WHAT YOU ARE ASKED TO DO:
Update the rows below by replacing "Indicate every instance" with "Mark each occurrence" wherever it occurs, leaving all other text unchanged and omitting the pictures from your answer.

SUPPLIED INFORMATION:
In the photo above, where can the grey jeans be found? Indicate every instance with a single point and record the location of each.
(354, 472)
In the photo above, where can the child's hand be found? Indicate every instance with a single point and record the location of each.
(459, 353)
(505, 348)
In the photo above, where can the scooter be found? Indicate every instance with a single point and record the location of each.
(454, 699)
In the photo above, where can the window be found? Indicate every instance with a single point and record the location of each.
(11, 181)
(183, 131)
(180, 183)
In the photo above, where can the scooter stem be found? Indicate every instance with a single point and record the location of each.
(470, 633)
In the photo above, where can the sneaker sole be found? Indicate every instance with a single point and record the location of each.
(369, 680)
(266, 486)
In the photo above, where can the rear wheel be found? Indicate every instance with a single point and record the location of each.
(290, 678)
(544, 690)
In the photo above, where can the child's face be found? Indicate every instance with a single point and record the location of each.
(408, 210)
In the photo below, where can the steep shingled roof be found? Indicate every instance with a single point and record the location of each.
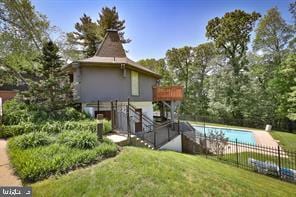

SOLUTION TO THE PROBLEM:
In the photo above, where can the grey jeans be found? Mark each occurrence with a single point and record the location of each.
(354, 472)
In the photo above, where can the child's hand be found? Mark each occurrence with a single point and record the location of each.
(459, 353)
(505, 348)
In the photo above, where can the scooter be found? Mark each occurrence with a single point and record the location of each.
(454, 699)
In the photo above, where can the window be found? Mark each occurrence with a single point and record the location of each.
(11, 181)
(183, 131)
(180, 183)
In the photo above, where can the scooter stem be found? Mark each occurrence with a single point and record the location of each.
(470, 633)
In the photo above, where can the sneaker sole be found? Mark each occurrence with a single point and record the location of each.
(369, 680)
(266, 486)
In the photo above, where can the rear wheel be found? Mark each occurrence with a single point and record the location of each.
(290, 678)
(544, 690)
In the photo above, where can the child's face be found? Mark each occurrence with a single point and record the location of each.
(408, 210)
In the photo below, where can the steep shingled roof be found? Mark each occurrence with a single point and record the location of each.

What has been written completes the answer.